* Aufgaben:
**A.** Gib aus dem Seitenauszug die Stelle wortgetreu wieder, die bei den Worten „Grünen-Attacke auf ÖVP“ einsetzt und nach „der SPÖ durchsetzen.“ aufhört.
**B.** Beantworte anhand des Seitenauszugs:
(i) An welchem Tag soll das Gipfeltreffen stattfinden?
(ii) Aus welcher Partei braucht Gewessler Hilfe?
(iii) Wo treffen sich die Landesrätinnen und Landesräte für Umweltschutz?

Grünen-Attacke auf ÖVP
"Diametral anders" – Koalitionsstreit immer heftiger
In der türkis-grünen Regierung ist ein offener Streit ausgebrochen. Bei einem Gipfeltreffen will sich Gewessler jetzt mithilfe der SPÖ durchsetzen.
Neuer Koalitionskrach gefährdet den Koalitionsfrieden! Um die Frage, ob Österreich dem sogenannten "EU-Renaturierungsgesetz" zustimmen soll, ist ein heftiger Streit entbrannt– die Diskussionen werden auf offener Bühne ausgetragen. Bei einem Gipfeltreffen am Freitag will sich Umweltministerin Gewessler nun durchsetzen. Sie braucht dafür Hilfe aus der SPÖ.
Das Treffen der Landesrätinnen und Landesräte für Umweltschutz in Weißensee (Kärnten) wird man auch in Wien mit Spannung verfolgen. Das EU-Renaturierungsgesetz spaltet die Regierung, Länder in Österreich, aber auch Europa. Noch fehlt auf EU-Ebene die Mehrheit für das Gesetz, das könnte sich mit einem "Ja" aus Österreich ändern.
"Argumente vorgeschoben"

* Auszüge aus Einträgen:
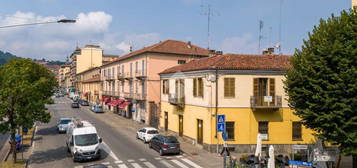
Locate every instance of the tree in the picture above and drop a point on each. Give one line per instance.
(25, 88)
(322, 83)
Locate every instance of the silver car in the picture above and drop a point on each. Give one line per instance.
(62, 124)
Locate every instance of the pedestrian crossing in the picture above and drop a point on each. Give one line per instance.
(161, 162)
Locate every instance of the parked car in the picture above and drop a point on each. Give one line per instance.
(146, 134)
(97, 108)
(84, 103)
(75, 105)
(62, 124)
(165, 144)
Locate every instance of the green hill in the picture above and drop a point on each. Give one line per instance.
(5, 56)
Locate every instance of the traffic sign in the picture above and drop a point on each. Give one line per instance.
(221, 119)
(221, 127)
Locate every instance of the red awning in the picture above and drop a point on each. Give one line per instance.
(123, 105)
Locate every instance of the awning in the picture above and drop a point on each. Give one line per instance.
(123, 105)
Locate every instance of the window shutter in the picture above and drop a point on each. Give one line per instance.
(194, 87)
(272, 90)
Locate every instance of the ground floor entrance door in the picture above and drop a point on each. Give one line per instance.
(199, 131)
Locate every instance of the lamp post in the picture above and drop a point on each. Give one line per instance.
(37, 23)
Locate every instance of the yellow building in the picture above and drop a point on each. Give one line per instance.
(247, 89)
(89, 84)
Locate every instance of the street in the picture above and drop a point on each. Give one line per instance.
(121, 147)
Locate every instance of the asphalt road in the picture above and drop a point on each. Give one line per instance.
(121, 147)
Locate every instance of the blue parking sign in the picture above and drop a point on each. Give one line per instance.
(221, 123)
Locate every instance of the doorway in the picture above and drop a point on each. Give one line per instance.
(199, 131)
(180, 125)
(166, 121)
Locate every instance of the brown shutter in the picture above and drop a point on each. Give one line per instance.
(195, 87)
(272, 90)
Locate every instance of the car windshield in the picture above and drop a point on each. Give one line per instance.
(153, 132)
(65, 121)
(171, 140)
(86, 139)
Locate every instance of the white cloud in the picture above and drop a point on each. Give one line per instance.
(243, 45)
(51, 41)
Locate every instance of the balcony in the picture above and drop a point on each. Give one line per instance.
(128, 95)
(139, 96)
(174, 99)
(121, 76)
(140, 74)
(109, 77)
(128, 75)
(266, 102)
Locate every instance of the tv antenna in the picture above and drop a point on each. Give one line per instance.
(209, 13)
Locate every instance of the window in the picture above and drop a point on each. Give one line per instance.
(263, 127)
(297, 131)
(230, 130)
(229, 87)
(181, 61)
(165, 86)
(197, 87)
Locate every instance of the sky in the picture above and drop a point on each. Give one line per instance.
(116, 25)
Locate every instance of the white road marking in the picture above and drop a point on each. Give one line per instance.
(164, 162)
(106, 148)
(135, 165)
(122, 166)
(179, 164)
(149, 165)
(118, 161)
(191, 163)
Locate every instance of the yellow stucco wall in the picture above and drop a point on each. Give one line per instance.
(246, 124)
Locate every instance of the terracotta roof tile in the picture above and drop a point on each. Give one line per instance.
(235, 62)
(168, 46)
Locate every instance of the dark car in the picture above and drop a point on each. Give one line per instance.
(165, 144)
(84, 103)
(75, 105)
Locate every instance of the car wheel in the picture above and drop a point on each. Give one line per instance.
(161, 152)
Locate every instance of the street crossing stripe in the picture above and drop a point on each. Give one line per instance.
(179, 164)
(168, 165)
(118, 161)
(135, 165)
(191, 163)
(122, 166)
(149, 165)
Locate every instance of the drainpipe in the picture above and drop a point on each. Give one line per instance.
(216, 112)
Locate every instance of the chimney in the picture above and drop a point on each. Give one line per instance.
(189, 44)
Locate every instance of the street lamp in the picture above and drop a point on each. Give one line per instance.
(36, 23)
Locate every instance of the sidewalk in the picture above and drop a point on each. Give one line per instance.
(118, 122)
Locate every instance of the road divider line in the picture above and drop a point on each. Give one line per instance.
(191, 163)
(149, 165)
(179, 163)
(168, 165)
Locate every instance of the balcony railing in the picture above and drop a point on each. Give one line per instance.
(139, 96)
(140, 74)
(261, 102)
(128, 95)
(121, 76)
(176, 100)
(128, 75)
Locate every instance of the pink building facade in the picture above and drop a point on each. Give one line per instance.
(131, 84)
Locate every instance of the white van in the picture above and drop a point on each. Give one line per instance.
(83, 141)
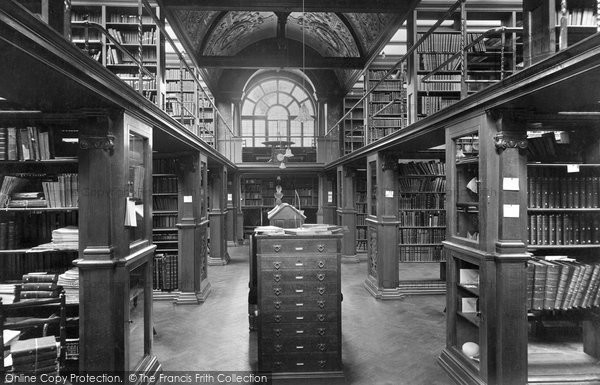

* Antworten je Aufgabe:
**A.**
Grünen-Attacke auf ÖVP
"Diametral anders" – Koalitionsstreit immer heftiger
In der türkis-grünen Regierung ist ein offener Streit ausgebrochen. Bei einem Gipfeltreffen will sich Gewessler jetzt mithilfe der SPÖ durchsetzen.

**B.**
(i) Am Freitag.
(ii) Aus der SPÖ.
(iii) In Weißensee (Kärnten).